• [SHORT TASK]:
In the blog post below, where was the official launch of Mills & Boon's centenary year held?

• [PROVIDED TEXT]:
>>>>

Natasha Oakley - British Romance Author

Writer of tug-at-the-heartstrings, feel-good romance for Harlequin Mills & Boon

Sunday, February 10, 2008

The centenary year continues ...

Well, I'm back home and at work in the cupboard-which-passes-for-my-study. (I've put that in for my editor who would really like this book.) The offical launch of Mills & Boon's centenary year, held at the Wallace Collection (left), was fun but I've got to say the best part was catching up with writing friends.

I'll tell you all about it another day because I honestly do have loads of words to do this week, plus a library talk tomorrow AND it's half-term holiday week so I have my children 'not bothering me but just wanting to know ....'

I love it really, but it does slow me down.


For now I have the latest article to appear in the British press.

Ready? Got yourself a coffee??

The Great Escape

From classic romances to raunchy romps, Mills & Boon novels have been satisfying readers' fantasies for 100 years. But they aren't as easy to write as you might think, reveals Kathryn Hughes.

Saturday February 9, 2008
The Guardian

In the mid-1980s, I was working on a glossy women's magazine and not enjoying it at all. Straight out of Oxford, I had thought this was going to be a training ground for being a writer, and discovered that it was something else entirely. As I recall, most people working on weeklies and monthlies at that time were victims of a similar (dis)illusion, and consequently there were an awful lot of sour-looking faces. Over at TV Times, so the rumour went, every single sub was secretly working on a literary novel during office hours, with the result that any request to cast an eye over next week's listings for the Royal Variety Performance was met with pained looks and theatrical sighs.

At my magazine, we had more modest ambitions: we wanted to write a Mills & Boon, on the principle that if anyone could do it, surely it was us. For, above all, we knew how to produce copy so transparent that you could dive into it and not notice you were engaged in the act of reading. What's more, we understood what women's lives were like. Not in the way that was increasingly debated with worried frowns in seminar rooms up and down the country (this was the decade when "women's studies" emerged in universities), but in terms that made sense to us. We weren't fussed about the patriarchy, but we did know what it felt like to ache with desire for an outfit by Wendy Dagworthy, a boyfriend who spoke French, or the knack of getting your hair to look like Kelly McGillis's in Top Gun.

This ambition to write a Mills & Boon ran round the magazine like a craze, the kind of thing that used to happen at school when everyone suddenly decided to dab their pulse points with musk oil or carry their books in a BOAC bag. And, just as at school, we all pretended that we were hardly aware that other people might have had the same idea. I'm pretty certain that there was a briefing pack we all sent off for: Mills & Boon has always been democratically alert to the ambition of its readers to become writers. After all, producing commercial fiction has for centuries been one of the few ways that women can make a professional wage while staying at home to look after others.

The would-be author pack was welcoming but realistic. Everyone thinks they can knock off a Mills & Boon, but it's harder than it looks. The really important thing, said the bumph sternly, was not to condescend to your readers. Clearly, the company had grown weary of submissions from smarty-pants who attempted to ventriloquise a mass-market fiction voice while failing to disguise that they felt it a bit beneath them, rather like Dick Van Dyke doing cockney.

<<<<

• [ITEMS]:
>>>>

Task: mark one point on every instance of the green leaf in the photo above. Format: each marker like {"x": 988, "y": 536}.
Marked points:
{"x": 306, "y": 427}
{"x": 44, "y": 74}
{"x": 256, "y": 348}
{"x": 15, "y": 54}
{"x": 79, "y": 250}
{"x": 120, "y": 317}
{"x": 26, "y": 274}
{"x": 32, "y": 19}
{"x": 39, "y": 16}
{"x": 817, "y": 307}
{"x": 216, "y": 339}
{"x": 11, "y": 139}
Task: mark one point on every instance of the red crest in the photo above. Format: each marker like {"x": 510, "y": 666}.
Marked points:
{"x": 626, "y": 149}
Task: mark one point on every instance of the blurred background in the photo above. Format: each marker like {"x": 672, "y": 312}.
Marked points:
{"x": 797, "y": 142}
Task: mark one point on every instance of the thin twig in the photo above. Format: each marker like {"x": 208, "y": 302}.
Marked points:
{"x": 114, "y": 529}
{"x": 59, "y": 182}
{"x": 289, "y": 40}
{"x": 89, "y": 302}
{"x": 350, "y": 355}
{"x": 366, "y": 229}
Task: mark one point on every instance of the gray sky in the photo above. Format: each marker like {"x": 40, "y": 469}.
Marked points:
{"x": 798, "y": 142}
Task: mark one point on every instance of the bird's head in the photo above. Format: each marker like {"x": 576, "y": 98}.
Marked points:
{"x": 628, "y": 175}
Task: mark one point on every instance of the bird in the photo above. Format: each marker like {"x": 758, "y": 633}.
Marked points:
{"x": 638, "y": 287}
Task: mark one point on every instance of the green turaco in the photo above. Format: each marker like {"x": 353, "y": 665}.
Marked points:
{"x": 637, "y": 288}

<<<<
>>>>

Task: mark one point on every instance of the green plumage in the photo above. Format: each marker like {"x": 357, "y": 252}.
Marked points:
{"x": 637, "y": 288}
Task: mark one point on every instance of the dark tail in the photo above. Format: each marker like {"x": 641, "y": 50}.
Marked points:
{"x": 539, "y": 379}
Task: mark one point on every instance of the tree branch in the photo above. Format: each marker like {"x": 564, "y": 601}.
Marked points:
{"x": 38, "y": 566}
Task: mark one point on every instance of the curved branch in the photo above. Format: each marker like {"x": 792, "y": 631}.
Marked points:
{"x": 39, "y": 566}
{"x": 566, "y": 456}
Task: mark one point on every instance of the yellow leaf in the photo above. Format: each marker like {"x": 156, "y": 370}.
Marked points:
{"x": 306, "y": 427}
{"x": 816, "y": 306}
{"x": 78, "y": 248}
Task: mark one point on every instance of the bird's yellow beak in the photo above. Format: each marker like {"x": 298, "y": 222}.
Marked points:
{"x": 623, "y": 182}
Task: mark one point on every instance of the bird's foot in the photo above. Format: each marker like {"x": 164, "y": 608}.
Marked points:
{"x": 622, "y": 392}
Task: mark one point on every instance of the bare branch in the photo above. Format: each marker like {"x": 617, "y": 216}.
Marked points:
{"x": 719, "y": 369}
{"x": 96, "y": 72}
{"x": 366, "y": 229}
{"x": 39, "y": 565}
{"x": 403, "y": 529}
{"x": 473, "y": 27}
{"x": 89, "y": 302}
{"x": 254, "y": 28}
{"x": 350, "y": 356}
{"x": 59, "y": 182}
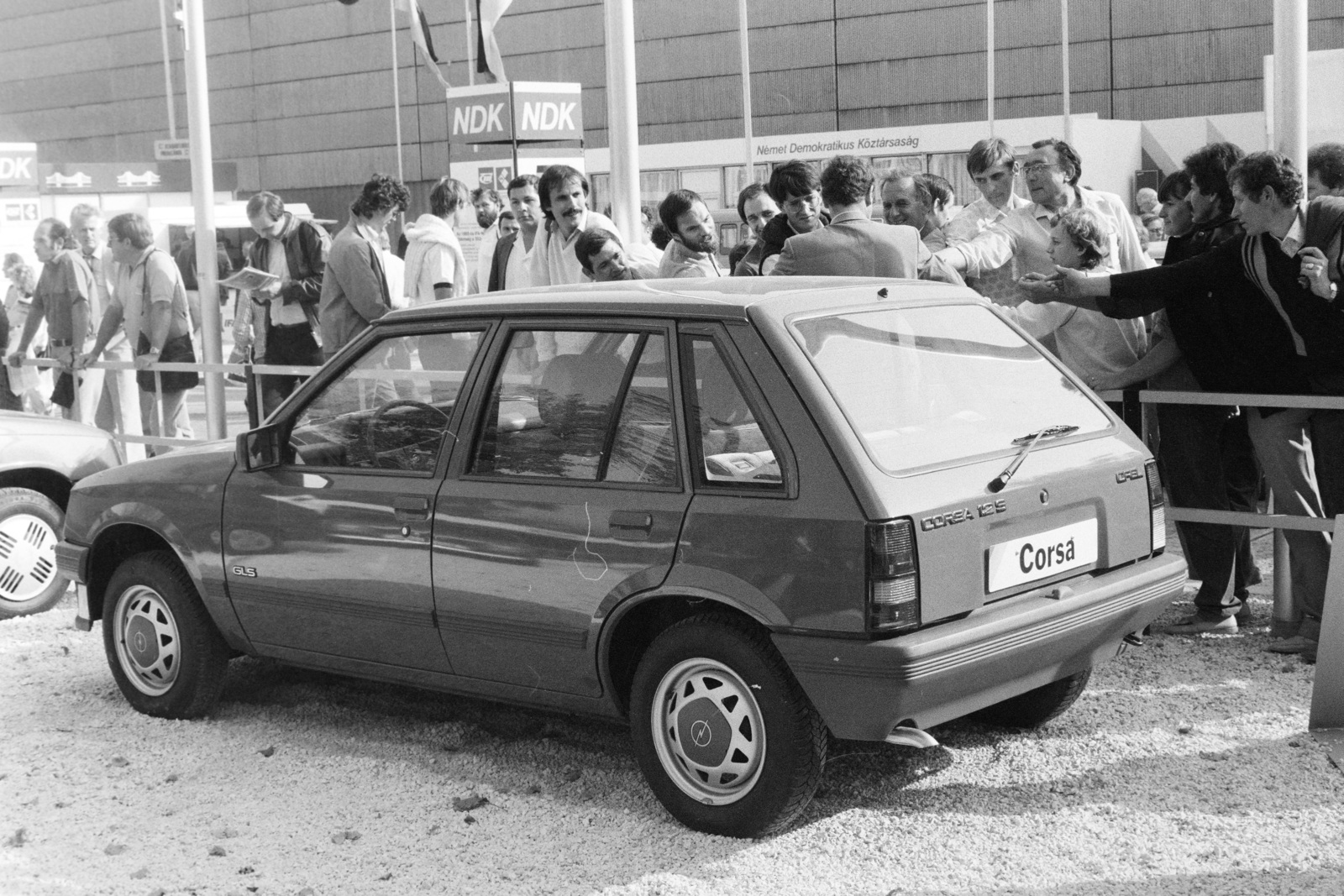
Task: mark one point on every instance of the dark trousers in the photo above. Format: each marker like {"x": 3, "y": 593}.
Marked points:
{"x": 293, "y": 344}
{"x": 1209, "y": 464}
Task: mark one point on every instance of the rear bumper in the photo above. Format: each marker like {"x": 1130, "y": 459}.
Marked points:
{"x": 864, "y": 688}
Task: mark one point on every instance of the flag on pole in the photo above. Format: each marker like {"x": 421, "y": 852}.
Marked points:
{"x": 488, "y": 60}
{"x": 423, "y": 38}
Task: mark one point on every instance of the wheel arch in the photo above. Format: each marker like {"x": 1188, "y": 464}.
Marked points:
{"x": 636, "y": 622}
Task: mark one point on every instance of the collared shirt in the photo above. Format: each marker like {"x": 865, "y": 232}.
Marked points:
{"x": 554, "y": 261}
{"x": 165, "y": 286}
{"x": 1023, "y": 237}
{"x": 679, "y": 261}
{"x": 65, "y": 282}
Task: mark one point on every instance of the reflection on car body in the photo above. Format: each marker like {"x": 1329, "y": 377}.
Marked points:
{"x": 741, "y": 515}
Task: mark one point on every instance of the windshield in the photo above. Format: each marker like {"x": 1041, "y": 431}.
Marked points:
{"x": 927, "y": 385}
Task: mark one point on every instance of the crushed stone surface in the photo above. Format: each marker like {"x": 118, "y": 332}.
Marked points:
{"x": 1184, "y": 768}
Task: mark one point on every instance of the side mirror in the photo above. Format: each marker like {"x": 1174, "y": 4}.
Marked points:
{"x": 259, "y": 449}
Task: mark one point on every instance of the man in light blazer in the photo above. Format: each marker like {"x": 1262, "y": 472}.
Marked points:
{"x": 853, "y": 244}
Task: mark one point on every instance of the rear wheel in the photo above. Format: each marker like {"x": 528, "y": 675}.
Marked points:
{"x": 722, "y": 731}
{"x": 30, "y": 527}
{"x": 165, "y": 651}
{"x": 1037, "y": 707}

<<<<

• [EXERCISE ANSWER]:
At the Wallace Collection.